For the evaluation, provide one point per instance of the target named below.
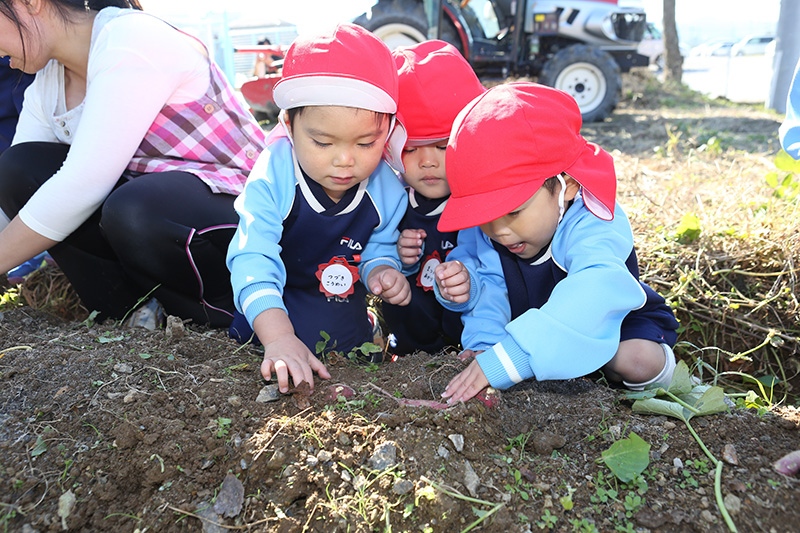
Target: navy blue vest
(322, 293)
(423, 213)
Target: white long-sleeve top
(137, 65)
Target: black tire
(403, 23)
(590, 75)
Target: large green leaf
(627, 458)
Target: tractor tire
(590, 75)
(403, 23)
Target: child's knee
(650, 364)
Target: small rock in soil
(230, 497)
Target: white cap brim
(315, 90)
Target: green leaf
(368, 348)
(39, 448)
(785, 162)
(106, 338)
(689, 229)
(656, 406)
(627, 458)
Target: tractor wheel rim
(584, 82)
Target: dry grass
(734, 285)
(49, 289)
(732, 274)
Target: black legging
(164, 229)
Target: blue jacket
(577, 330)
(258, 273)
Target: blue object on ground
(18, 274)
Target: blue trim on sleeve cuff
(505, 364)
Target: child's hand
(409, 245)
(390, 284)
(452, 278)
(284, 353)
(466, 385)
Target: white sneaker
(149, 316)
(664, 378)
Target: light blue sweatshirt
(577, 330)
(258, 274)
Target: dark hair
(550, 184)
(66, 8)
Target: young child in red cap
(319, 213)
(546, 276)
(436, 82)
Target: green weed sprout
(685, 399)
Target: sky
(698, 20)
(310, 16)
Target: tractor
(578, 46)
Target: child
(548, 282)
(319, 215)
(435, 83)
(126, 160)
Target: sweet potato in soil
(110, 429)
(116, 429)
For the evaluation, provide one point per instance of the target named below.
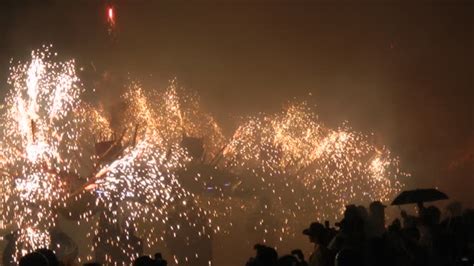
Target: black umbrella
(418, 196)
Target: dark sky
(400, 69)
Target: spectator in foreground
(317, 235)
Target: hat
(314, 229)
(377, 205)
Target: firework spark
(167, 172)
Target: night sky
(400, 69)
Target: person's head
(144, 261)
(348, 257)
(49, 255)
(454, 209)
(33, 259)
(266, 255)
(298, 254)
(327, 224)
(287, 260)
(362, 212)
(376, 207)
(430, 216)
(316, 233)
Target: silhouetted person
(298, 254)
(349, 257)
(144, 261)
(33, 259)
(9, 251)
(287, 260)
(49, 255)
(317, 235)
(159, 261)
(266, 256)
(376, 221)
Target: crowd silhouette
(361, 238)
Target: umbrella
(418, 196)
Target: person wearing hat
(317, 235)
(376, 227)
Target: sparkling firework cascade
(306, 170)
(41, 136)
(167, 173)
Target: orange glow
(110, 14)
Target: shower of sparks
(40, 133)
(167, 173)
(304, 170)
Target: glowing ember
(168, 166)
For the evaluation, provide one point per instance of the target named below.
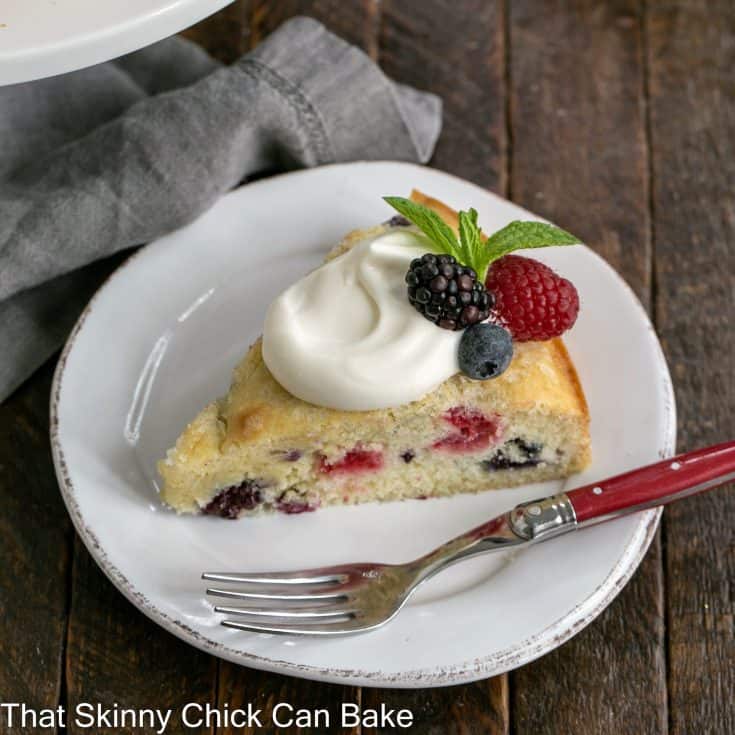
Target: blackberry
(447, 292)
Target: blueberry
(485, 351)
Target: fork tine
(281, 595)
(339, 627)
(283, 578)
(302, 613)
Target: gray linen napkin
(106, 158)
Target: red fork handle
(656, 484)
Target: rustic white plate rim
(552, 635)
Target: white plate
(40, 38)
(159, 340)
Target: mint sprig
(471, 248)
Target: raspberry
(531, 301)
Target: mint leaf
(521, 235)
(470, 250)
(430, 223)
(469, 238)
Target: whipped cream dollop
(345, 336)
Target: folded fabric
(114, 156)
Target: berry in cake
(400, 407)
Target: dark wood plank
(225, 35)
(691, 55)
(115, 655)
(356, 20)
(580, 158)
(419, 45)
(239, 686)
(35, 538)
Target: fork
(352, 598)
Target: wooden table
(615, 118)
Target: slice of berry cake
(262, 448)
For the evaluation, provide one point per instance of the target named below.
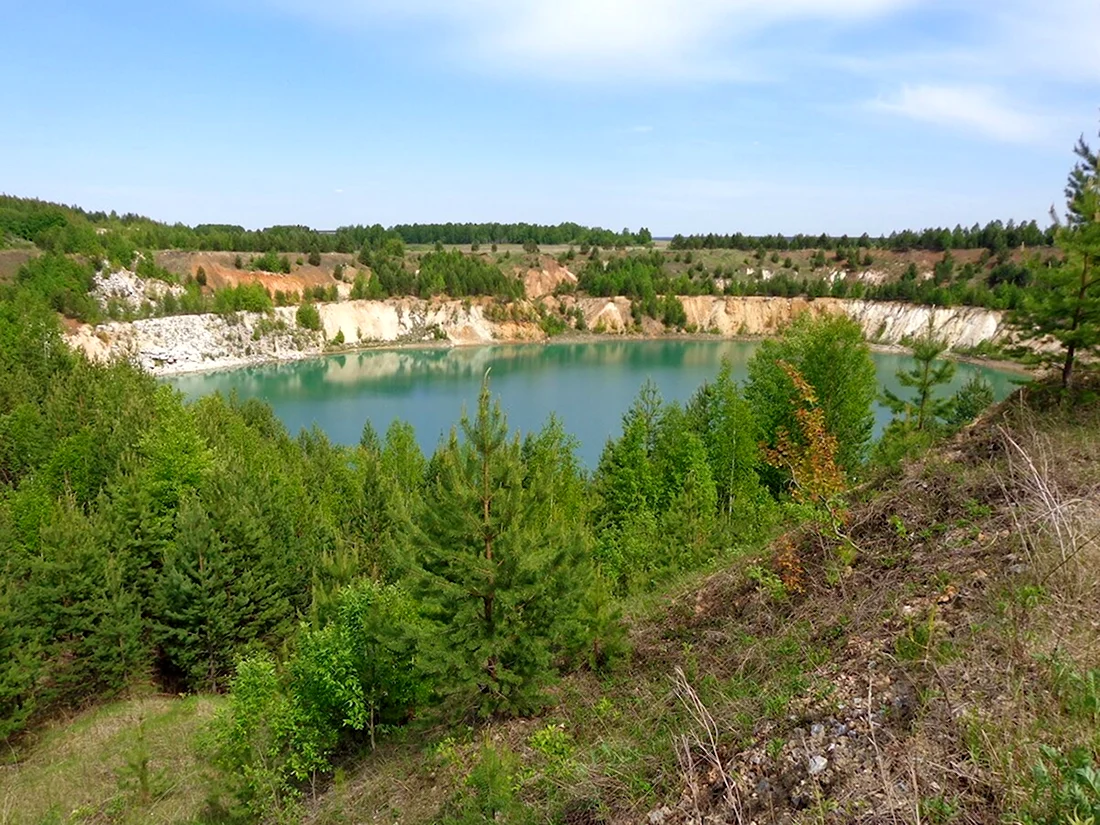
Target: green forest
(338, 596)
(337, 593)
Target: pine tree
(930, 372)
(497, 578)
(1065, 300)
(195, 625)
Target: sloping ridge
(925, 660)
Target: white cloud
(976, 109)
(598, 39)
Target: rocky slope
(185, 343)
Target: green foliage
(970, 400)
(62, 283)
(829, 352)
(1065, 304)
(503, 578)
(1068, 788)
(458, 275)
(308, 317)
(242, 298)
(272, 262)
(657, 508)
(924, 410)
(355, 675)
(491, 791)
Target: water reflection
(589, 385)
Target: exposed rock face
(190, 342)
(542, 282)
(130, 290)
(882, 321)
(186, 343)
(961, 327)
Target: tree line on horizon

____

**짧은 문제**
위의 항목을 처음부터 끝까지 한 글자도 바꾸지 않고 그대로 옮겨 적을 수 있나요? 그림은 답에 넣지 마세요.

**과제 답변**
For the evaluation, provide one point per instance of the target named below.
Target: navy blue vest
(322, 293)
(423, 213)
Target: white long-sleeve top
(137, 65)
Target: black tire
(403, 23)
(590, 75)
Target: large green leaf
(627, 458)
Target: tractor tire
(590, 75)
(403, 23)
Target: child's knee
(650, 364)
Target: small rock in soil
(230, 497)
Target: white cap brim
(315, 90)
Target: green leaf
(368, 348)
(39, 448)
(785, 162)
(106, 338)
(689, 229)
(656, 406)
(627, 458)
Target: tractor wheel rim
(584, 82)
Target: dry grass
(734, 285)
(49, 289)
(732, 274)
Target: black legging
(164, 229)
Target: blue jacket
(577, 330)
(258, 273)
Target: blue object on ground
(18, 274)
Target: blue trim on sleeve cuff
(505, 364)
Target: child's hand
(409, 245)
(390, 284)
(452, 278)
(284, 353)
(466, 385)
Target: white sneaker
(149, 316)
(664, 378)
Target: light blue sweatshirt
(577, 330)
(258, 274)
Target: dark hair
(550, 184)
(66, 8)
Target: young child in red cap
(319, 213)
(546, 276)
(436, 82)
Target: green weed sprout
(685, 399)
Target: sky
(698, 20)
(310, 16)
Target: tractor
(578, 46)
Target: child
(548, 282)
(319, 215)
(435, 83)
(126, 160)
Target: sweet potato in soil
(110, 429)
(116, 429)
For the evaluation, provide one point per instance of the target named below.
Target: black umbrella
(418, 196)
Target: dark sky
(400, 69)
Target: spectator in foreground
(317, 235)
Target: hat
(314, 229)
(377, 205)
Target: firework spark
(167, 172)
Target: night sky
(400, 69)
Target: person's head
(144, 261)
(348, 257)
(49, 255)
(454, 209)
(33, 259)
(266, 255)
(298, 254)
(327, 224)
(287, 260)
(362, 212)
(376, 207)
(430, 216)
(316, 233)
Target: silhouetted person
(298, 254)
(349, 257)
(144, 261)
(33, 259)
(9, 251)
(287, 260)
(49, 255)
(317, 235)
(159, 261)
(266, 256)
(376, 221)
Target: crowd silhouette
(361, 238)
Target: umbrella
(418, 196)
Target: person wearing hat
(317, 235)
(376, 227)
Target: sparkling firework cascade
(306, 170)
(41, 136)
(167, 173)
Target: orange glow
(110, 14)
Target: shower of sparks
(40, 133)
(167, 173)
(304, 170)
Target: glowing ember
(168, 166)
For the evaluation, provide one point per instance of the target named below.
Target: blackberry
(447, 292)
Target: blueberry
(485, 351)
Target: fork tine
(281, 595)
(339, 627)
(283, 578)
(302, 613)
Target: gray linen napkin
(106, 158)
Target: red fork handle
(656, 484)
Target: rustic white plate rim
(552, 635)
Target: white plate
(40, 38)
(159, 340)
Target: mint sprig
(471, 248)
Target: raspberry
(531, 301)
Target: mint leaf
(521, 235)
(470, 250)
(430, 223)
(469, 238)
Target: whipped cream dollop
(345, 336)
Target: folded fabric
(114, 156)
Target: berry in cake
(400, 407)
Target: dark wood plank
(225, 35)
(691, 55)
(115, 655)
(356, 20)
(580, 158)
(419, 45)
(239, 686)
(35, 538)
Target: fork
(352, 598)
Target: wooden table
(615, 118)
Target: slice of berry cake
(262, 448)
For the evaluation, provide one point per instance of the target named below.
Target: green forest
(338, 596)
(337, 593)
Target: pine tree
(930, 372)
(497, 578)
(1065, 300)
(195, 625)
Target: sloping ridge
(925, 660)
Target: white cloud
(976, 109)
(598, 39)
Target: rocky slope
(185, 343)
Target: green foliage
(970, 400)
(62, 283)
(829, 352)
(1065, 304)
(503, 578)
(1068, 788)
(458, 275)
(308, 317)
(242, 298)
(272, 262)
(657, 508)
(924, 410)
(355, 675)
(491, 791)
Target: water reflection
(589, 385)
Target: exposed rock face
(190, 342)
(542, 282)
(130, 290)
(882, 321)
(186, 343)
(961, 327)
Target: tree line on horizon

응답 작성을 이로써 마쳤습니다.